▶ [Text segment]:
*** Block opens ***

I was called on my rock n roll pose, two real long hair hippie freaks knocked on my door in residence and gave me a rough time about my druggie pose, which went as far as writing the names of drugs like heroin and LSD on a sweatshirt parading around our Christian school.  I never wore it again after their informative visit. Though I tried LSD once before Grade Nine, even then butterfingers dropping one windowpane tab on the driveway.

 I tagged along with my brother, 8 years older than me and every once in a rare while he’d let me tag along to the Manitoban student newspaper where I would pose as an “agent for social change,” and journalist for nearly a decade. Once brother took me to the “commune house” heavy with weed smoke playing Santana loud enough to blow the cover grill off the big speakers they used in the living room. I went to hear Santana again just a few months ago and the 74-year-old brat had the nerve to complain that it looked/felt like he was playing for a room of old people.

*** Block closes ***

▶ [Material provided]:
*** Block opens ***

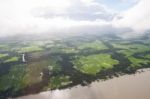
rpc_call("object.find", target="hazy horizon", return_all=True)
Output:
[0,0,150,37]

*** Block closes ***

▶ [Activities]:
- A) Revise the memoir passage, beginning at the words "I tagged along" and stopping after "of old people.", so that "amplifiers" takes the place of "speakers".
- B) Resume the memoir about the narrator's school years and rock culture, picking up right after its last sentence.
The listing has nothing to do with what is asked here.

▶ [Task-by-task outputs]:
- A)
I tagged along with my brother, 8 years older than me and every once in a rare while he’d let me tag along to the Manitoban student newspaper where I would pose as an “agent for social change,” and journalist for nearly a decade. Once brother took me to the “commune house” heavy with weed smoke playing Santana loud enough to blow the cover grill off the big amplifiers they used in the living room. I went to hear Santana again just a few months ago and the 74-year-old brat had the nerve to complain that it looked/felt like he was playing for a room of old people.

- B)
My best badass pose as a young man was JIMMY BANG, a declined Mennonite punk. Channeling his nasty energy and whisky into poems that were fodder for my writing workshop with Robert Kroetsch and my first (chap)book called Jimmy Bang Poems from “Pretty Vacant,” by the Sex Pistols, Mad Shadows by Marie-Claire Blais, and the Energy of Slaves by Leonard Cohen. Influences, for sure.  

 

Somewhere there is a real man who married three designers and had three kids, with his second wife, enjoying being a sober dad. Me We was successful as an arts administrator which most friends and enemies (if begrudgingly) agreed was my strength. When my body began to fall apart, my third marriage did too. Credulity is often the toughest test for a disabled person. The idea me we would fake disability seems patently ridiculous because it’s costs, usually loaded with pain and inability are overwhelming. I tell the story in more detail elsewhere in the Look Show but neither my parents or my GP believed my hip could possibility hurt so much I really couldn’t walk, sometimes falling to my knees and crawling in tears. (Sounds like a purple pose, not?)  This, apparently, to my parents and jovial GP, was just an attention getting act, a pose, because I was having “adjustment problems,” adapting to my new school and our move to the city. The bitterness of not being believed by those close to me has been a wound that is easily re-opened in similar situations. I was in hospital for two weeks, as they straightened my leg with 10 lbs of traction and then three four-inch screws to keep my hip joints heal in proper places.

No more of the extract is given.